_Textauszug_:

-*-*-

Über angeborene Sichtweisen oder die Schwierigkeit, frei von Dogmen zu sein

 

Ein Standardargument, das ständig in der Diskussion zwischen religiös Gläubigen und Nicht-Gläubigen auftaucht ist die Behauptung, alle Menschen kämen als Atheistinnen oder Atheisten zur Welt. Ich betrachte das als eine irreführende These und möchte von einem nicht-religiösen Standpunkt dagegen argumentieren.

-*-*-

_Erfasste Daten_:
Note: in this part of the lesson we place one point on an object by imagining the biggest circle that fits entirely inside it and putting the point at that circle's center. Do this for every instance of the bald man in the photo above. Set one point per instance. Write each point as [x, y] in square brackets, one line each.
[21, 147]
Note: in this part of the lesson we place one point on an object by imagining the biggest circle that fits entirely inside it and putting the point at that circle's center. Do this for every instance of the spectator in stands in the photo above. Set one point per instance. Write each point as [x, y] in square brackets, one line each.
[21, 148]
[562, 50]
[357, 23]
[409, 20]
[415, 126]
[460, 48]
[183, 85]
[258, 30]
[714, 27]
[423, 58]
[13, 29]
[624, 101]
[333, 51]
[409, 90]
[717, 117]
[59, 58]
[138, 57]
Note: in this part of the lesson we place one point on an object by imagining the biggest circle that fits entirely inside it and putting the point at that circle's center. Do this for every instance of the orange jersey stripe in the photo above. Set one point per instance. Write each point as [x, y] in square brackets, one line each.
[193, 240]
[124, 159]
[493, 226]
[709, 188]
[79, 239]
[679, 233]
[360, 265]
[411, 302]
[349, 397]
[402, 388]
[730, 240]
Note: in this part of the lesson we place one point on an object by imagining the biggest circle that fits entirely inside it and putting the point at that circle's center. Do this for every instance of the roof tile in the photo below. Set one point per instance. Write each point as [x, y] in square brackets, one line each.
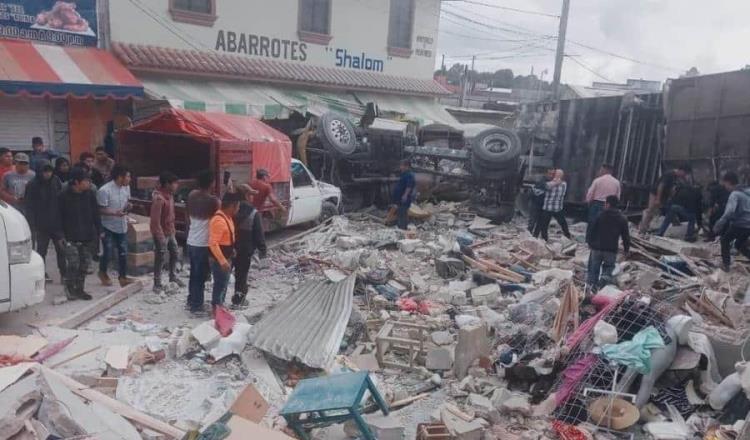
[138, 57]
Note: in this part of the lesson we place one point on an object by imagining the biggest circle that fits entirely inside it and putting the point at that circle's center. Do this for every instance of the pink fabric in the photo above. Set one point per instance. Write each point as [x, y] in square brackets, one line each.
[607, 304]
[224, 321]
[603, 187]
[572, 376]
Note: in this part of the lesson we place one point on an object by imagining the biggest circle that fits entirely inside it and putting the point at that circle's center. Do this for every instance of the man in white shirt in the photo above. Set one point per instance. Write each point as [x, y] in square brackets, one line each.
[114, 203]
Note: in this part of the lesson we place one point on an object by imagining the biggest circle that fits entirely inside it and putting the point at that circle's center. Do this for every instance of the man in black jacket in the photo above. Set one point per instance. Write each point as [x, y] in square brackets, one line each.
[80, 224]
[43, 212]
[604, 242]
[250, 237]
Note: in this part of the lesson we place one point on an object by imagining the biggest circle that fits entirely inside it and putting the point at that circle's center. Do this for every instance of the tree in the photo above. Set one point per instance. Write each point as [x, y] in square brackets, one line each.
[502, 78]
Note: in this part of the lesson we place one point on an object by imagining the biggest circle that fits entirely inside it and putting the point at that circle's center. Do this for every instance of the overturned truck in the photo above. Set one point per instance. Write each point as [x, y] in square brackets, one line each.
[480, 162]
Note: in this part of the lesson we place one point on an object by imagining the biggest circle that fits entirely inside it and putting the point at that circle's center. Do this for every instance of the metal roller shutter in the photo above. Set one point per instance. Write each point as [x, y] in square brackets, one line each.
[21, 119]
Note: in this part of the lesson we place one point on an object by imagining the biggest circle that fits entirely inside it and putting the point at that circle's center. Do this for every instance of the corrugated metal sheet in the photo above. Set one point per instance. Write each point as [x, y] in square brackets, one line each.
[309, 325]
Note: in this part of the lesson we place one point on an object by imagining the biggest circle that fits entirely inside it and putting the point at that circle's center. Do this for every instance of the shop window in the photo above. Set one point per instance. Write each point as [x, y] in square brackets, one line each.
[400, 28]
[300, 176]
[200, 12]
[314, 21]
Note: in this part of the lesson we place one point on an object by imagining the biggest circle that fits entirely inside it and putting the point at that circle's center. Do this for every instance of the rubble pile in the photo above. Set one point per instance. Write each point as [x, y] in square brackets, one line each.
[468, 330]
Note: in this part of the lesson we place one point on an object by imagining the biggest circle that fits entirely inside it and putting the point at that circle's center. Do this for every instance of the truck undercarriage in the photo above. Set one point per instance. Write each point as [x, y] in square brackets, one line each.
[480, 163]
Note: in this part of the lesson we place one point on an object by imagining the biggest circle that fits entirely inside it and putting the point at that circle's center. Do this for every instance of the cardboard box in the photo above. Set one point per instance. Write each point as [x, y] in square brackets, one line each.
[250, 405]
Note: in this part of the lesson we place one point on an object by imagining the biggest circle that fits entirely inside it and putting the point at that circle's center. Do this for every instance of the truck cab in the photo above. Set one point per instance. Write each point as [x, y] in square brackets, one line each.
[311, 200]
[21, 269]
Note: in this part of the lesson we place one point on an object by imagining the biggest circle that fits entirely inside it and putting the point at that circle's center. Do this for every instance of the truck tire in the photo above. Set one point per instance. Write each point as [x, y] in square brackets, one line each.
[496, 146]
[481, 171]
[338, 134]
[328, 210]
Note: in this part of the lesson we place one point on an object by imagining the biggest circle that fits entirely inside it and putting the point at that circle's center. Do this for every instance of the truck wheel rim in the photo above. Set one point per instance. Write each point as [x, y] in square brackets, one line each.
[497, 143]
[340, 132]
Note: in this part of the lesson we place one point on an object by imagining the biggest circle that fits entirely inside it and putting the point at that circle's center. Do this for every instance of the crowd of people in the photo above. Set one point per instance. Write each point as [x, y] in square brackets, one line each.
[82, 210]
[675, 196]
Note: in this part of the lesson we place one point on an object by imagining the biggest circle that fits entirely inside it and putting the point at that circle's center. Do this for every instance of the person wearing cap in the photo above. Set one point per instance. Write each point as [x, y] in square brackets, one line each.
[250, 236]
[43, 212]
[403, 194]
[15, 181]
[40, 154]
[80, 224]
[114, 204]
[221, 242]
[262, 184]
[6, 162]
[163, 228]
[202, 204]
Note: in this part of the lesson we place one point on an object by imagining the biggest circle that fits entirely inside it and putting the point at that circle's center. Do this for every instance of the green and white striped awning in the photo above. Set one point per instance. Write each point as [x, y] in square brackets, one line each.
[244, 98]
[264, 101]
[422, 110]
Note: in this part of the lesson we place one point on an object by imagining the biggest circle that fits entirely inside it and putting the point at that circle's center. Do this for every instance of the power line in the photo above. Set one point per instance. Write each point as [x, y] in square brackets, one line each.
[506, 8]
[500, 40]
[627, 58]
[582, 64]
[518, 31]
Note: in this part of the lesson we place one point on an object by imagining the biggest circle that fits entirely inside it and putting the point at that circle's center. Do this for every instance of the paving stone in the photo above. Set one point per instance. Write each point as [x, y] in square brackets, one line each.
[486, 294]
[472, 343]
[18, 403]
[206, 334]
[448, 267]
[408, 245]
[442, 338]
[440, 358]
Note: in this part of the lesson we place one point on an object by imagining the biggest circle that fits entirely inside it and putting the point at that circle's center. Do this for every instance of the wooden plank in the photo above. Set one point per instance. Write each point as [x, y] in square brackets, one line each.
[76, 356]
[115, 405]
[100, 306]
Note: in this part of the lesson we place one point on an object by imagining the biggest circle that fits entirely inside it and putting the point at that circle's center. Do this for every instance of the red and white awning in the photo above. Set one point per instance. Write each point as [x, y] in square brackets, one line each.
[34, 69]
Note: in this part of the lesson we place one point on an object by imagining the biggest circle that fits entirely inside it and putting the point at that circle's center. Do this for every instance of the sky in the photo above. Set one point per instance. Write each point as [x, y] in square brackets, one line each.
[659, 39]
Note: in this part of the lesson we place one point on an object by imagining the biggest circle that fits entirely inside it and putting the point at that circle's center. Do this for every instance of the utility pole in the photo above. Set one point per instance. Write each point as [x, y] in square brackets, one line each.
[560, 48]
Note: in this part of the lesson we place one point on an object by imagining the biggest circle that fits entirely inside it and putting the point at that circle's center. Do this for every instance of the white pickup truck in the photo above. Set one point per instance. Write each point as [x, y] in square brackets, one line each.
[21, 269]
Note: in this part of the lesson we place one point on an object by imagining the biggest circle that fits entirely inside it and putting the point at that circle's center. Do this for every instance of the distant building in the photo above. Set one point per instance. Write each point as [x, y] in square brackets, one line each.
[602, 89]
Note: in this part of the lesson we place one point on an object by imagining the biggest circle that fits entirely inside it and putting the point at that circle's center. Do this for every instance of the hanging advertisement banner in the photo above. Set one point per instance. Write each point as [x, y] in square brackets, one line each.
[68, 23]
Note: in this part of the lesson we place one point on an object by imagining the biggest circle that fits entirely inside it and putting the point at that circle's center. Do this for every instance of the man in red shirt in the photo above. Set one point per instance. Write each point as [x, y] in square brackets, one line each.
[263, 186]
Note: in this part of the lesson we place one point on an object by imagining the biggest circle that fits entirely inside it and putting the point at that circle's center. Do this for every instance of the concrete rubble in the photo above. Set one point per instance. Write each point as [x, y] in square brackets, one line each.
[456, 320]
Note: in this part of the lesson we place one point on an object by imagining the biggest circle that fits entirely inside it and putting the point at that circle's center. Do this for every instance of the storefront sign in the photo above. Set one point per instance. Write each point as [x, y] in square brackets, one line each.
[357, 61]
[262, 46]
[69, 23]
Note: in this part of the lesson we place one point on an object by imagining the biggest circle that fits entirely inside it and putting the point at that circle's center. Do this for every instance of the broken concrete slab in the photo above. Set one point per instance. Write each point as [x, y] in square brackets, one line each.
[232, 344]
[486, 294]
[22, 347]
[117, 357]
[408, 245]
[448, 267]
[18, 403]
[472, 343]
[440, 358]
[385, 427]
[507, 401]
[206, 334]
[442, 338]
[334, 275]
[67, 416]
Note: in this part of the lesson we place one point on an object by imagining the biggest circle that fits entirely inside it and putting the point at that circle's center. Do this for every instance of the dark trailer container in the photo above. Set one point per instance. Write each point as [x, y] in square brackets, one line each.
[708, 125]
[579, 135]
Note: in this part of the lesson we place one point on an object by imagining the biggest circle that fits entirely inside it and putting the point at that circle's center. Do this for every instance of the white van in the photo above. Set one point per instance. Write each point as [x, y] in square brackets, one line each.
[311, 200]
[21, 269]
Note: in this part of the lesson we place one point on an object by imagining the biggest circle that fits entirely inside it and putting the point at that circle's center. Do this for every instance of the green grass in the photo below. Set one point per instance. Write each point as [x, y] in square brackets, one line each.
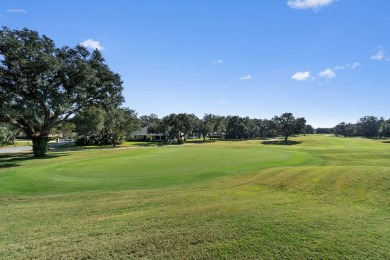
[324, 197]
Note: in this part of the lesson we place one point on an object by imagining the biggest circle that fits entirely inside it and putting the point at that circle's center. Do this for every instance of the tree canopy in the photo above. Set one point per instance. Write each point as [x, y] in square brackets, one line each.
[42, 86]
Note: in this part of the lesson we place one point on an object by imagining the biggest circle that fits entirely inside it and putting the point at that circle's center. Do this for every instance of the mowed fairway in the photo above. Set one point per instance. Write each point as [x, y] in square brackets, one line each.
[324, 198]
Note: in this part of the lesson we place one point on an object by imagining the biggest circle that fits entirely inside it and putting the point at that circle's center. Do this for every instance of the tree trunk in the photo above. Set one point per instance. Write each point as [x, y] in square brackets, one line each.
[40, 145]
[114, 140]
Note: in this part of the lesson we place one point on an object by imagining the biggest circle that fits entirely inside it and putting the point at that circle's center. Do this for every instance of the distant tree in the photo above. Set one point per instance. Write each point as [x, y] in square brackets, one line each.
[339, 129]
[42, 86]
[207, 125]
[120, 123]
[90, 120]
[321, 130]
[236, 127]
[149, 120]
[384, 129]
[300, 126]
[309, 129]
[368, 126]
[7, 134]
[286, 124]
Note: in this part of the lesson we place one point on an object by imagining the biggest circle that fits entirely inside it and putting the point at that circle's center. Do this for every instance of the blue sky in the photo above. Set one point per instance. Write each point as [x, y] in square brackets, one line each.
[325, 60]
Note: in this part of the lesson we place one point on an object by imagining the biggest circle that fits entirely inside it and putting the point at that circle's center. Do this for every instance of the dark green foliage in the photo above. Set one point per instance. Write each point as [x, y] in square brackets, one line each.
[40, 145]
[7, 135]
[384, 129]
[42, 86]
[287, 124]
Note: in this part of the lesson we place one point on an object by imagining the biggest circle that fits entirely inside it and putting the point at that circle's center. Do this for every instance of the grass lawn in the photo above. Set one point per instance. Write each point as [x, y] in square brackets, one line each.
[324, 197]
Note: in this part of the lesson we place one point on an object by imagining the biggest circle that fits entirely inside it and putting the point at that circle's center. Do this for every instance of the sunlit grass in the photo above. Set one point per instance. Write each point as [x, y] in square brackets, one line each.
[324, 198]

-*-*-

_Aufgaben_:
1) Welche Bezeichnungen für Menschen nach ihrer Haltung zur Religion kommen im Text über angeborene Sichtweisen vor? Nennen Sie alle.
2) Als was bezeichnet der Text über angeborene Sichtweisen die Behauptung, alle Menschen kämen als Atheistinnen oder Atheisten zur Welt?
3) Schreiben Sie den Text über angeborene Sichtweisen nach seinem letzten Satz weiter.

_Lösungen_:
1) religiös Gläubige, Nicht-Gläubige, Atheistinnen, Atheisten

2) Als eine irreführende These.

3)
1) Zum einen scheint mir hier ein falscher Gebrauch der Logik vorzuliegen:

Richtig ist sicherlich, dass wir als Kinder erst einmal keine Vorstellung von dem Gott der monotheistischen Religionen haben, ja, dass uns der Begriff „Gott“ fehlt. Wir haben auch nicht die Idee eines Schöpfers. Die Welt ist einfach da und woher sie kommt das fragen wir uns frühestens, nachdem wir schon ein paar Jahre in ihr verbracht haben. Wir kommen also nicht als Theisten zur Welt, und da Atheismus ja nur die Verneinung des Theismus ist, drängt sich die Vermutung auf, unsere ursprüngliche Sichtweise sei der Atheismus. Entweder wir glauben an Gott oder nicht. Die formale Logik lehrt uns, dass nicht beides gleichzeitig zutreffen kann. Wenn ich kein Theist bin, bin ich also Atheist. Oder?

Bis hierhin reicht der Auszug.